• _Provided passage_
----

← Computer Programming I


Problem 1: The Ingredient Checker

Problem Statement: You are writing a helper function for a cooking app. Users have a list of ingredients currently in their fridge (“pantry”), and they want to cook a specific recipe that requires a list of items (“recipe”).

Write a function check_ingredients(pantry_list, recipe_list) that compares the two lists and returns two specific lists:

  1. missing_items: Ingredients the user needs to buy (items in the recipe but NOT in the pantry).
  2. available_items: Ingredients the user already has for this recipe (items in both the recipe AND the pantry).

Requirements:

  • The input lists might contain duplicates (e.g., user added “eggs” twice) - handle this using Sets.
  • The input lists might have inconsistent casing (e.g., “Eggs” vs “eggs”). Convert everything to lowercase before comparing.
  • The returned lists must be sorted alphabetically.

Test Case:

pantry = ["Eggs", "flour", "Milk", "eggs", "salt"]
recipe = ["flour", "milk", "Sugar", "Eggs", "butter"]

missing, available = check_ingredients(pantry, recipe)

print(f"Need to buy: {missing}")
print(f"Already have: {available}")

Expected Output:

Need to buy: ['butter', 'sugar']
Already have: ['eggs', 'flour', 'milk']

Problem 2: The Receipt Printer

Problem Statement: You are building a point-of-sale system. You have three lists representing a customer’s shopping cart. The lists are parallel (index 0 in all lists refers to the first item).

  1. items: Names of products.
  2. prices: Base price of each product (float).
  3. quantities: How many of each product the customer is buying (int).

Write a script that iterates through these three lists simultaneously to generate a printed receipt.

Requirements:

  1. Use zip() to group the data.
  2. Use enumerate() to generate line numbers starting at 1.
  3. Calculate the total cost for each line (price * quantity).
  4. Print each line in the format: Line #X: [Item Name] x[Qty] = $[Total]
  5. At the end, print the Grand Total of the entire receipt.

----

• _Data extract_
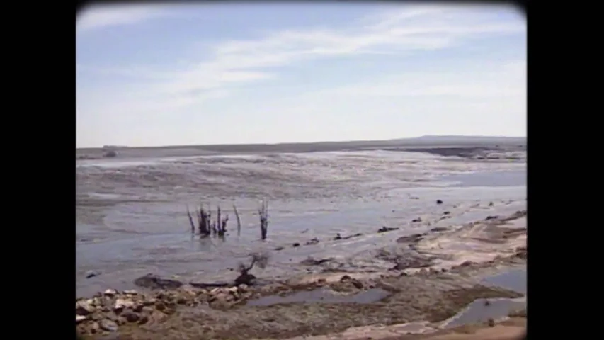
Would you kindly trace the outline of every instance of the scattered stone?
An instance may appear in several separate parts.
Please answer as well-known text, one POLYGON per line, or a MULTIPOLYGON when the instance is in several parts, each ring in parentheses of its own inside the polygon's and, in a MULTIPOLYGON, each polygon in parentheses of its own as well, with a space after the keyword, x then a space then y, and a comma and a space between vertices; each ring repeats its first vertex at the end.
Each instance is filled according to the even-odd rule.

----

• _Task instructions_
**A)** According to the programming exercises, which function should the receipt printer use to number lines starting at 1?
**B)** From the programming exercises, copy out the text from "Need to buy: ['butter', 'sugar']" to "Names of products." with no changes.

• _Exercise results_
**A)** enumerate()

**B)**
Need to buy: ['butter', 'sugar']
Already have: ['eggs', 'flour', 'milk']

Problem 2: The Receipt Printer

Problem Statement: You are building a point-of-sale system. You have three lists representing a customer’s shopping cart. The lists are parallel (index 0 in all lists refers to the first item).

  1. items: Names of products.